>>>

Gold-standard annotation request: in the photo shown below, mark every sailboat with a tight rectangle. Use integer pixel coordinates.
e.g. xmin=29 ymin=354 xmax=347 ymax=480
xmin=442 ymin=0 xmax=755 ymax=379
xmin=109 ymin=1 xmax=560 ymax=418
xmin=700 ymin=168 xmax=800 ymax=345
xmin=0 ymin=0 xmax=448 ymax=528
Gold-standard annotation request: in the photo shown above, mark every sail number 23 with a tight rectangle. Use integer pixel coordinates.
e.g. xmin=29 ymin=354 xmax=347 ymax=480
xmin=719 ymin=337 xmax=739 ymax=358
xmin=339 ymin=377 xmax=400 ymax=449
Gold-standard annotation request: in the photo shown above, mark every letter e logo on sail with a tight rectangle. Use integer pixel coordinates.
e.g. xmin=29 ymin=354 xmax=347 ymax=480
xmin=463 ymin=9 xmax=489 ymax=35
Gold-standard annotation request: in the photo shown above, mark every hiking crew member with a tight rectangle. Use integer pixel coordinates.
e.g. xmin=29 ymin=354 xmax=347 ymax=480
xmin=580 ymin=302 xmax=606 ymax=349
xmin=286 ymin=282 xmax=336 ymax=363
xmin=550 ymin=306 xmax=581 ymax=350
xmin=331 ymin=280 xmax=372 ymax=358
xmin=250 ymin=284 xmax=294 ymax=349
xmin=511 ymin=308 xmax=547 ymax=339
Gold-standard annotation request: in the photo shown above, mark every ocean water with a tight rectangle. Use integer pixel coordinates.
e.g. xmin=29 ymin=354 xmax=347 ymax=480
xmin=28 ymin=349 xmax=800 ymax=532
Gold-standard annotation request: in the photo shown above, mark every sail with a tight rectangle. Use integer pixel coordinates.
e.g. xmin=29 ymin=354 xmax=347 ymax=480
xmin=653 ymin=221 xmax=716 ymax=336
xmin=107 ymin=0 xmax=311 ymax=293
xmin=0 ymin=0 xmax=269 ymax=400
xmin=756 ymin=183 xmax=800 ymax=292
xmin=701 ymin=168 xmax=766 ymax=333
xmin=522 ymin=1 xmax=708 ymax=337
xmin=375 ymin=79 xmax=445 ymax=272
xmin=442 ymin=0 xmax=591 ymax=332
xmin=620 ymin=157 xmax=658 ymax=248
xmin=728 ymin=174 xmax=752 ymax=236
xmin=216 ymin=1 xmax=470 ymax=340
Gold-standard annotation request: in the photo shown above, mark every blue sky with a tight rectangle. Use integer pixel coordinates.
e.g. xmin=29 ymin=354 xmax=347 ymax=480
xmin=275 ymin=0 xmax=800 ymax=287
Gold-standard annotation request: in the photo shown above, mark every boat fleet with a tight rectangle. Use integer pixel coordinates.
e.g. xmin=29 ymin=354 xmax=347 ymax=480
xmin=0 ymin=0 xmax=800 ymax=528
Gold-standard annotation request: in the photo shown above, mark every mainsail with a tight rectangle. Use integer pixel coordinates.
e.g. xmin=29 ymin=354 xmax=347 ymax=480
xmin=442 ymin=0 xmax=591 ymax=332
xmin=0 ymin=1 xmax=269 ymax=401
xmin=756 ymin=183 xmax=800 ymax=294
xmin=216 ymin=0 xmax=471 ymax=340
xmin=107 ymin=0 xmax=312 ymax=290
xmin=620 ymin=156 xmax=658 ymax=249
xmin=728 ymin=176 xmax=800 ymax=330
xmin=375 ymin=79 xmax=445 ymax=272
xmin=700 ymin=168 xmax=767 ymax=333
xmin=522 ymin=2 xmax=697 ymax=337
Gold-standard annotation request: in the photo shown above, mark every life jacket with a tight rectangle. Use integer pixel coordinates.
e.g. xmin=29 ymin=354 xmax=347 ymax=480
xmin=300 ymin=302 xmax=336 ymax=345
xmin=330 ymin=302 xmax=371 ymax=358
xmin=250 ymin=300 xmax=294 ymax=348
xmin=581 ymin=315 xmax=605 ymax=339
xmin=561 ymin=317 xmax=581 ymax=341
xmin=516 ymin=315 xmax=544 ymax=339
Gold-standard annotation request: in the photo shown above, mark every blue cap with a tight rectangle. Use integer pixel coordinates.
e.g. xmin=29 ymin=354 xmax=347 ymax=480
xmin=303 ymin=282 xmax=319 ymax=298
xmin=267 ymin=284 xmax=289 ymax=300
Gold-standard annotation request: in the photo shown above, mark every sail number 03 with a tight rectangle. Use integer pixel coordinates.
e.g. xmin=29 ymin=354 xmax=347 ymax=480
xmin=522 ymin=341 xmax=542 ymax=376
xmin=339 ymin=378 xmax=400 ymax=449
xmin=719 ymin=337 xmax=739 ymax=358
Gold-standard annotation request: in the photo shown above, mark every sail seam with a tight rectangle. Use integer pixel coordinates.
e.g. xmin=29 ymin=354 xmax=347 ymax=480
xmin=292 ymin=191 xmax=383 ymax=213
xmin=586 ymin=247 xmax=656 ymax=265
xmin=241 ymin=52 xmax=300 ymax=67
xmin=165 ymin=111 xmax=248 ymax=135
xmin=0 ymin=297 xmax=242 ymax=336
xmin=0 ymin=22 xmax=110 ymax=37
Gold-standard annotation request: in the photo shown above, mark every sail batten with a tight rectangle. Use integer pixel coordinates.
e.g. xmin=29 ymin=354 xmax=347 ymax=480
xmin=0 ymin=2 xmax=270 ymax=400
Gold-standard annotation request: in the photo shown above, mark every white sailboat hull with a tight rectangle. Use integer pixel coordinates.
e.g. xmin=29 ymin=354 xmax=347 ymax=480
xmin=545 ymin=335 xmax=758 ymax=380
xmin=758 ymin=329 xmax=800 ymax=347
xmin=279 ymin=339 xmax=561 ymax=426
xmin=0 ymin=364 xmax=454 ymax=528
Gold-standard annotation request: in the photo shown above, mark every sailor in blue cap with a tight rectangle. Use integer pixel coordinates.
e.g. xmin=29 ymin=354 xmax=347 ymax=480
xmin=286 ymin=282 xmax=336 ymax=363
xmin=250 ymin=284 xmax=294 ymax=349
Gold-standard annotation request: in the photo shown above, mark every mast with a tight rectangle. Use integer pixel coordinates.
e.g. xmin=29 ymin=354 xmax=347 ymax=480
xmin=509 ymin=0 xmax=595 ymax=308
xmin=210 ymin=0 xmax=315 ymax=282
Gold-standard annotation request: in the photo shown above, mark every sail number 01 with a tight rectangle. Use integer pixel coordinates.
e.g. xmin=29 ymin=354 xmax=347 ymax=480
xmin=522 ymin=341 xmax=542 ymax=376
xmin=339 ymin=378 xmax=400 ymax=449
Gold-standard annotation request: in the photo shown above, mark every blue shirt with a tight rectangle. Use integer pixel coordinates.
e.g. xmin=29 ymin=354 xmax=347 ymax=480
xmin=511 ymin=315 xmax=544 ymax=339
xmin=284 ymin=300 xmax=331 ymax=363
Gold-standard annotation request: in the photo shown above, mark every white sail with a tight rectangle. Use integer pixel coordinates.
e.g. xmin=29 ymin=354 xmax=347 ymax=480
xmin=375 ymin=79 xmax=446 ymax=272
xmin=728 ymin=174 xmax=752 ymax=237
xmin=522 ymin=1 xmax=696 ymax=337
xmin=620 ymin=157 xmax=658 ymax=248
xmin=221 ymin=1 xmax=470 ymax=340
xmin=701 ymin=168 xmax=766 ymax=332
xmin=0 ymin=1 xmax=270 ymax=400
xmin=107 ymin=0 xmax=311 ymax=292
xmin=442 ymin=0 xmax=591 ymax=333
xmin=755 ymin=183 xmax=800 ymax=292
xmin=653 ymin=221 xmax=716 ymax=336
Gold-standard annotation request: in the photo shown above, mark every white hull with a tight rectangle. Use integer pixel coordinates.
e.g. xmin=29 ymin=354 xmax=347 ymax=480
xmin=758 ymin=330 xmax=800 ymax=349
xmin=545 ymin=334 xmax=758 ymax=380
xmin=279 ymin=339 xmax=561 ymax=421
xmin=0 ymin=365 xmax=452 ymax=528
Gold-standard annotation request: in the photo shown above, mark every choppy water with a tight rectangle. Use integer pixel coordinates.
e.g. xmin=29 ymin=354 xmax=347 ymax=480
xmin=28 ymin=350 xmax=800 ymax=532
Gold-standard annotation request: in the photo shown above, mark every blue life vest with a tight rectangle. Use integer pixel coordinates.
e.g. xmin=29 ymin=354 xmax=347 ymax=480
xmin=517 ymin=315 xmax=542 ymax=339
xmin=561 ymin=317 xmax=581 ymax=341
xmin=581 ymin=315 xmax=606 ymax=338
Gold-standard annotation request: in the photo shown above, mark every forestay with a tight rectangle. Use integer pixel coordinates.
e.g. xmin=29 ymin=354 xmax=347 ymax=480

<<<

**Written exercise**.
Can you extract, unchanged and in order, every line between the one holding "mark every letter" and the one holding "xmin=216 ymin=1 xmax=470 ymax=340", inclusive?

**Full solution**.
Gold-standard annotation request: in the photo shown above, mark every letter e logo on sail with a tight rectangle. Use integer pixel coordinates.
e.g. xmin=29 ymin=354 xmax=347 ymax=480
xmin=463 ymin=9 xmax=489 ymax=35
Gold-standard annotation request: in the photo shown above, mark every hiking crew member with a tight rectangle. Use integer pixel coordinates.
e.g. xmin=29 ymin=354 xmax=347 ymax=480
xmin=580 ymin=302 xmax=606 ymax=349
xmin=286 ymin=282 xmax=336 ymax=363
xmin=550 ymin=306 xmax=581 ymax=350
xmin=331 ymin=280 xmax=372 ymax=358
xmin=250 ymin=284 xmax=294 ymax=349
xmin=511 ymin=308 xmax=547 ymax=339
Gold-standard annotation request: in the photo shown above, mark every ocean water with a tight rectangle. Use integer pixel coordinates.
e.g. xmin=29 ymin=354 xmax=347 ymax=480
xmin=28 ymin=349 xmax=800 ymax=532
Gold-standard annotation request: in the photo shown above, mark every sail with a tight rectangle. Use integer pixel coordinates.
e.g. xmin=29 ymin=354 xmax=347 ymax=480
xmin=653 ymin=221 xmax=716 ymax=336
xmin=107 ymin=0 xmax=311 ymax=293
xmin=0 ymin=0 xmax=269 ymax=400
xmin=756 ymin=183 xmax=800 ymax=292
xmin=701 ymin=168 xmax=766 ymax=333
xmin=522 ymin=1 xmax=708 ymax=337
xmin=375 ymin=79 xmax=445 ymax=272
xmin=442 ymin=0 xmax=591 ymax=332
xmin=620 ymin=157 xmax=658 ymax=248
xmin=728 ymin=174 xmax=752 ymax=236
xmin=216 ymin=1 xmax=470 ymax=340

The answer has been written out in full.